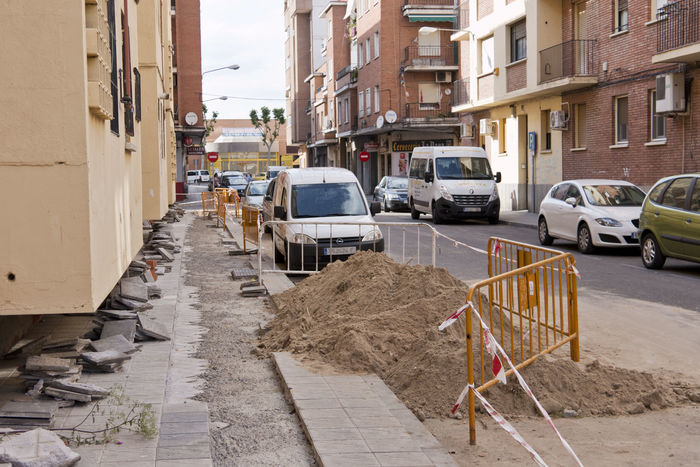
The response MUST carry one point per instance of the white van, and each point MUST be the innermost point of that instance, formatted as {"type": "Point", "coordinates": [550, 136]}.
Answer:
{"type": "Point", "coordinates": [453, 182]}
{"type": "Point", "coordinates": [322, 197]}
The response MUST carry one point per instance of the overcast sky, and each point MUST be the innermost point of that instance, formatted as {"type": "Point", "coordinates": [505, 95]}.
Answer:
{"type": "Point", "coordinates": [249, 33]}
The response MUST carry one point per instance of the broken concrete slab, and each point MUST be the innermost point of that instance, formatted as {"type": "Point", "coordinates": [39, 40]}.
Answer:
{"type": "Point", "coordinates": [125, 327]}
{"type": "Point", "coordinates": [154, 330]}
{"type": "Point", "coordinates": [37, 448]}
{"type": "Point", "coordinates": [102, 358]}
{"type": "Point", "coordinates": [133, 290]}
{"type": "Point", "coordinates": [67, 395]}
{"type": "Point", "coordinates": [82, 388]}
{"type": "Point", "coordinates": [45, 363]}
{"type": "Point", "coordinates": [117, 342]}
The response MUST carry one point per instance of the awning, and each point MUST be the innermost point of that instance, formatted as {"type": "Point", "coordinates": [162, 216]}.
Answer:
{"type": "Point", "coordinates": [436, 18]}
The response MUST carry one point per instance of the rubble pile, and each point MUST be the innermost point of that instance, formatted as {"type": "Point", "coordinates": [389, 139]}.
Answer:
{"type": "Point", "coordinates": [371, 314]}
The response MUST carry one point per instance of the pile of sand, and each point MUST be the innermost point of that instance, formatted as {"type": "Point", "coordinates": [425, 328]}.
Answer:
{"type": "Point", "coordinates": [370, 314]}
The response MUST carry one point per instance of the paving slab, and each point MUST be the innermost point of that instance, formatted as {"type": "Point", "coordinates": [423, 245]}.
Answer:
{"type": "Point", "coordinates": [357, 420]}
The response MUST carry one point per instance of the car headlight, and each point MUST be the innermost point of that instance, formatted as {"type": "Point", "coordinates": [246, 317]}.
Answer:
{"type": "Point", "coordinates": [445, 194]}
{"type": "Point", "coordinates": [372, 236]}
{"type": "Point", "coordinates": [608, 222]}
{"type": "Point", "coordinates": [303, 238]}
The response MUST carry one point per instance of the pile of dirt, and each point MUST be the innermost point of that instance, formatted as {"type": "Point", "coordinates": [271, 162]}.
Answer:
{"type": "Point", "coordinates": [371, 314]}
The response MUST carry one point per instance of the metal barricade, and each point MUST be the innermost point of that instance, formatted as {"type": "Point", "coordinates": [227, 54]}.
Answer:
{"type": "Point", "coordinates": [530, 304]}
{"type": "Point", "coordinates": [391, 245]}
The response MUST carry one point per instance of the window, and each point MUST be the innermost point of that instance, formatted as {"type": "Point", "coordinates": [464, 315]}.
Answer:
{"type": "Point", "coordinates": [376, 44]}
{"type": "Point", "coordinates": [580, 125]}
{"type": "Point", "coordinates": [621, 16]}
{"type": "Point", "coordinates": [376, 98]}
{"type": "Point", "coordinates": [518, 41]}
{"type": "Point", "coordinates": [487, 63]}
{"type": "Point", "coordinates": [621, 122]}
{"type": "Point", "coordinates": [658, 122]}
{"type": "Point", "coordinates": [546, 138]}
{"type": "Point", "coordinates": [114, 86]}
{"type": "Point", "coordinates": [368, 102]}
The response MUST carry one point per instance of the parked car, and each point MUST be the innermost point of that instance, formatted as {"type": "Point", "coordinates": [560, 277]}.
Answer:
{"type": "Point", "coordinates": [255, 192]}
{"type": "Point", "coordinates": [392, 193]}
{"type": "Point", "coordinates": [592, 213]}
{"type": "Point", "coordinates": [453, 183]}
{"type": "Point", "coordinates": [670, 221]}
{"type": "Point", "coordinates": [331, 197]}
{"type": "Point", "coordinates": [192, 176]}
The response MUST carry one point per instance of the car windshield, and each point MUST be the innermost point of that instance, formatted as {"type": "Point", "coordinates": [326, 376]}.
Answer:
{"type": "Point", "coordinates": [257, 189]}
{"type": "Point", "coordinates": [463, 168]}
{"type": "Point", "coordinates": [234, 180]}
{"type": "Point", "coordinates": [614, 195]}
{"type": "Point", "coordinates": [327, 199]}
{"type": "Point", "coordinates": [397, 184]}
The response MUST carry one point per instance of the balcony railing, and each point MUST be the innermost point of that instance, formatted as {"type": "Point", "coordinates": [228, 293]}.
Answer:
{"type": "Point", "coordinates": [461, 92]}
{"type": "Point", "coordinates": [430, 55]}
{"type": "Point", "coordinates": [428, 111]}
{"type": "Point", "coordinates": [568, 59]}
{"type": "Point", "coordinates": [678, 25]}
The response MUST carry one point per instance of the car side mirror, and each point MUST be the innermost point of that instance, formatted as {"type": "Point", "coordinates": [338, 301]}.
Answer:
{"type": "Point", "coordinates": [280, 213]}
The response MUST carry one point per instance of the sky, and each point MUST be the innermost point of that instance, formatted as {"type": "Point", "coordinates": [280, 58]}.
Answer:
{"type": "Point", "coordinates": [249, 33]}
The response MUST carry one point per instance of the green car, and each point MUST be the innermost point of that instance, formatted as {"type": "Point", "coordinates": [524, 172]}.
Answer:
{"type": "Point", "coordinates": [670, 221]}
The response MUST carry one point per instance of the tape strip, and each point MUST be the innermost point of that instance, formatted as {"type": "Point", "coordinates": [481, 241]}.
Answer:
{"type": "Point", "coordinates": [527, 389]}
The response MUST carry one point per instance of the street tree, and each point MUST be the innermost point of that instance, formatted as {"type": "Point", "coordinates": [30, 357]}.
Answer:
{"type": "Point", "coordinates": [268, 124]}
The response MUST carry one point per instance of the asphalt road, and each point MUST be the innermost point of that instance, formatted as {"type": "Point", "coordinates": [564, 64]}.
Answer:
{"type": "Point", "coordinates": [618, 271]}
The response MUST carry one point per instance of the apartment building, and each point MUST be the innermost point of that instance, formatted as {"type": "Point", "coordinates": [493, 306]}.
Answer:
{"type": "Point", "coordinates": [187, 87]}
{"type": "Point", "coordinates": [79, 157]}
{"type": "Point", "coordinates": [385, 86]}
{"type": "Point", "coordinates": [556, 90]}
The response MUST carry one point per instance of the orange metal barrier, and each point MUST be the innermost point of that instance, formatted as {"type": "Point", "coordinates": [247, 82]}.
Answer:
{"type": "Point", "coordinates": [251, 225]}
{"type": "Point", "coordinates": [529, 303]}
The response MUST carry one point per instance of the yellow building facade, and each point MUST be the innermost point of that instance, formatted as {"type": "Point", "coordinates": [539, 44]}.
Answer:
{"type": "Point", "coordinates": [84, 145]}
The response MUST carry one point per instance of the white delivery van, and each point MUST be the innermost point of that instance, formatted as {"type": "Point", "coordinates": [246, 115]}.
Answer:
{"type": "Point", "coordinates": [332, 206]}
{"type": "Point", "coordinates": [452, 182]}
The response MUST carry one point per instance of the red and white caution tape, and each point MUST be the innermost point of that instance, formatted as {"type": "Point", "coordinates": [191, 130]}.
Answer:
{"type": "Point", "coordinates": [527, 389]}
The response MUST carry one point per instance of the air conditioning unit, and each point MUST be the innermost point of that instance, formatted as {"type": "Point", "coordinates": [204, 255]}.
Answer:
{"type": "Point", "coordinates": [443, 76]}
{"type": "Point", "coordinates": [670, 93]}
{"type": "Point", "coordinates": [557, 120]}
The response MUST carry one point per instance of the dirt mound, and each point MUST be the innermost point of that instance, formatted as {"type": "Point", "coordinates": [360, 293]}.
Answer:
{"type": "Point", "coordinates": [370, 314]}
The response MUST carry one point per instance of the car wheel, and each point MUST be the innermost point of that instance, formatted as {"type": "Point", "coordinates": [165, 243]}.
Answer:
{"type": "Point", "coordinates": [543, 232]}
{"type": "Point", "coordinates": [437, 219]}
{"type": "Point", "coordinates": [585, 242]}
{"type": "Point", "coordinates": [652, 258]}
{"type": "Point", "coordinates": [415, 215]}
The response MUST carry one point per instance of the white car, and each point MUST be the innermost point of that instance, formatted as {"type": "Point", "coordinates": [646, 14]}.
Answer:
{"type": "Point", "coordinates": [592, 213]}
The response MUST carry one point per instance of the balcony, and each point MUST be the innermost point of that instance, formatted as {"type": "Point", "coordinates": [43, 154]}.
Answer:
{"type": "Point", "coordinates": [678, 32]}
{"type": "Point", "coordinates": [429, 10]}
{"type": "Point", "coordinates": [430, 58]}
{"type": "Point", "coordinates": [570, 59]}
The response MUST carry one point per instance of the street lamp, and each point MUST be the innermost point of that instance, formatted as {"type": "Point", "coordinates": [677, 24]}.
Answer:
{"type": "Point", "coordinates": [230, 67]}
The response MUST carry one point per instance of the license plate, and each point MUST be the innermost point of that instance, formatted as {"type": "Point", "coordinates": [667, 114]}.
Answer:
{"type": "Point", "coordinates": [343, 250]}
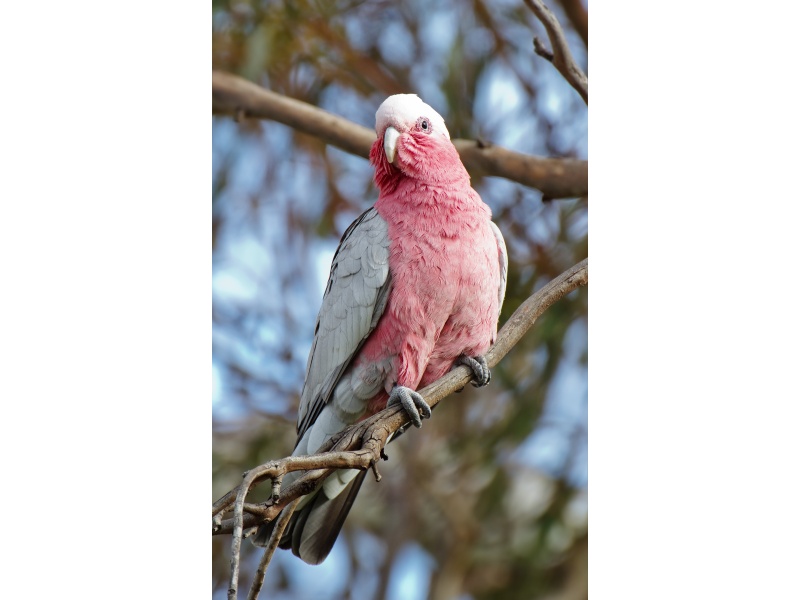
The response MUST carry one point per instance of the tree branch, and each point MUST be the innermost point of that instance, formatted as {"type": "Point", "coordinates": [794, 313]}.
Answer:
{"type": "Point", "coordinates": [561, 57]}
{"type": "Point", "coordinates": [579, 18]}
{"type": "Point", "coordinates": [555, 177]}
{"type": "Point", "coordinates": [361, 445]}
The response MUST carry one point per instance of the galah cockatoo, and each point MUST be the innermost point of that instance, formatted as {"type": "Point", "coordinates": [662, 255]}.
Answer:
{"type": "Point", "coordinates": [415, 288]}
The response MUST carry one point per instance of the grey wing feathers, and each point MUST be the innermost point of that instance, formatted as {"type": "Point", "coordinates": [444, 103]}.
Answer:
{"type": "Point", "coordinates": [355, 298]}
{"type": "Point", "coordinates": [503, 256]}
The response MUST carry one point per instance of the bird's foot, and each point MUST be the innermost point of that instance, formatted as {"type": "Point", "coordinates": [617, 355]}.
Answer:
{"type": "Point", "coordinates": [480, 370]}
{"type": "Point", "coordinates": [412, 402]}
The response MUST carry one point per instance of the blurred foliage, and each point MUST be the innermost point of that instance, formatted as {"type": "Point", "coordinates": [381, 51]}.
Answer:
{"type": "Point", "coordinates": [488, 500]}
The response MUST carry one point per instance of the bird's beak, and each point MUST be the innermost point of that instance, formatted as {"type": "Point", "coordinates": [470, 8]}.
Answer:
{"type": "Point", "coordinates": [390, 143]}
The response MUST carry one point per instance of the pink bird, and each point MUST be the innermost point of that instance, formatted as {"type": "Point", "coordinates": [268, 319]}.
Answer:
{"type": "Point", "coordinates": [415, 288]}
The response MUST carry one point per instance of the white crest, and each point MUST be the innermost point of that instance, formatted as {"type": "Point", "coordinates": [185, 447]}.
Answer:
{"type": "Point", "coordinates": [401, 111]}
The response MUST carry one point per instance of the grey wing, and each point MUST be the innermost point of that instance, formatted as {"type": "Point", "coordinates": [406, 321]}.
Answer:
{"type": "Point", "coordinates": [355, 298]}
{"type": "Point", "coordinates": [503, 257]}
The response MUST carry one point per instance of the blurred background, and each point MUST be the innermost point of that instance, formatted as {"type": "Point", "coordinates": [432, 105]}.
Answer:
{"type": "Point", "coordinates": [489, 498]}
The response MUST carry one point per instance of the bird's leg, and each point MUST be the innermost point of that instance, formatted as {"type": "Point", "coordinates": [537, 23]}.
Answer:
{"type": "Point", "coordinates": [412, 402]}
{"type": "Point", "coordinates": [480, 370]}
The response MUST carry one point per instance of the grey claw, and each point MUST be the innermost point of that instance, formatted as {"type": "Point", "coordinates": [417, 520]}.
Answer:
{"type": "Point", "coordinates": [480, 369]}
{"type": "Point", "coordinates": [414, 405]}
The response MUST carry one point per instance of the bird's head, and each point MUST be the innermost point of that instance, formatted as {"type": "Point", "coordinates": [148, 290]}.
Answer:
{"type": "Point", "coordinates": [413, 142]}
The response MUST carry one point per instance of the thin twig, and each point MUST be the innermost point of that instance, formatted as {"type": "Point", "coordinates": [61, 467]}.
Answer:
{"type": "Point", "coordinates": [280, 527]}
{"type": "Point", "coordinates": [555, 177]}
{"type": "Point", "coordinates": [561, 57]}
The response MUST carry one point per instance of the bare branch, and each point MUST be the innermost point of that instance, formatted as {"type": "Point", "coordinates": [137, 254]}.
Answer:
{"type": "Point", "coordinates": [561, 57]}
{"type": "Point", "coordinates": [555, 177]}
{"type": "Point", "coordinates": [280, 526]}
{"type": "Point", "coordinates": [360, 445]}
{"type": "Point", "coordinates": [579, 18]}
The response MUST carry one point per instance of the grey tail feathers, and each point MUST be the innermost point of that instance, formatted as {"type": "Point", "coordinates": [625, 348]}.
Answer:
{"type": "Point", "coordinates": [313, 529]}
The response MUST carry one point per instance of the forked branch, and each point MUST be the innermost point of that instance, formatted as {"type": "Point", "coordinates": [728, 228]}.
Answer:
{"type": "Point", "coordinates": [361, 445]}
{"type": "Point", "coordinates": [555, 177]}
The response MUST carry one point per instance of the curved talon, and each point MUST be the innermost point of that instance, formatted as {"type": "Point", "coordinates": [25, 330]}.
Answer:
{"type": "Point", "coordinates": [414, 404]}
{"type": "Point", "coordinates": [481, 373]}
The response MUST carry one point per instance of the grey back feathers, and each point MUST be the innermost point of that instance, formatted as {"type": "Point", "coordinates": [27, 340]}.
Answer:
{"type": "Point", "coordinates": [358, 288]}
{"type": "Point", "coordinates": [355, 298]}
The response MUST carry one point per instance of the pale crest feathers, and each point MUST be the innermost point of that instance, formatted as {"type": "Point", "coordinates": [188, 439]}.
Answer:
{"type": "Point", "coordinates": [401, 111]}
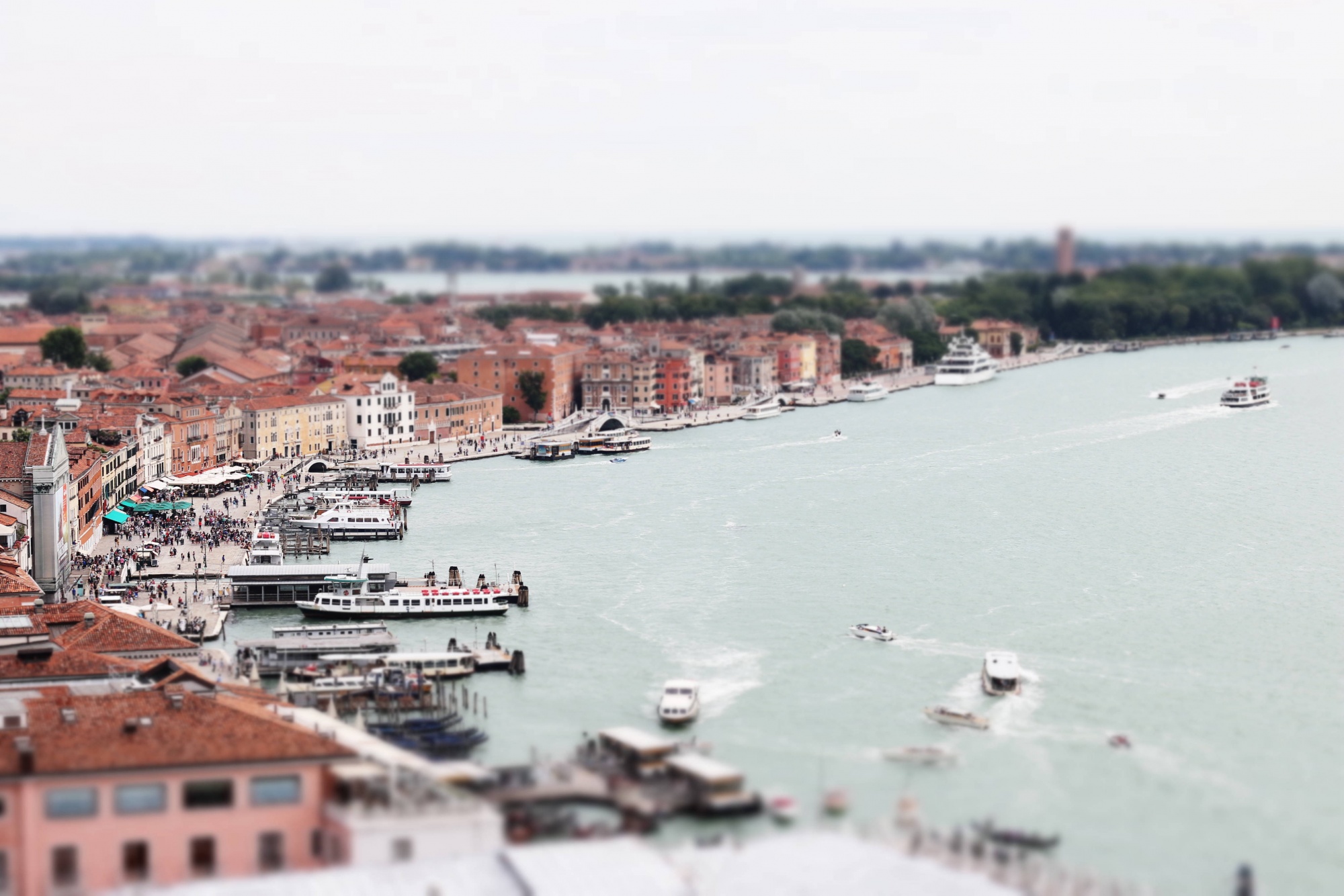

— To do —
Give back precisely the lines above that start at the line containing "the awning, and" and end at the line containing "The response MUST carry one point per instance of the rubble", inclusive. No other lines belong in the output.

— Task response —
The response MUST carry one point per instance of the awning, and each point MUST be the innermost point of that instance, formatted as {"type": "Point", "coordinates": [162, 216]}.
Answer:
{"type": "Point", "coordinates": [436, 18]}
The response MUST carry one point per instance of the rubble pile, and each point MUST be the innermost point of that instance, formatted as {"type": "Point", "coordinates": [389, 139]}.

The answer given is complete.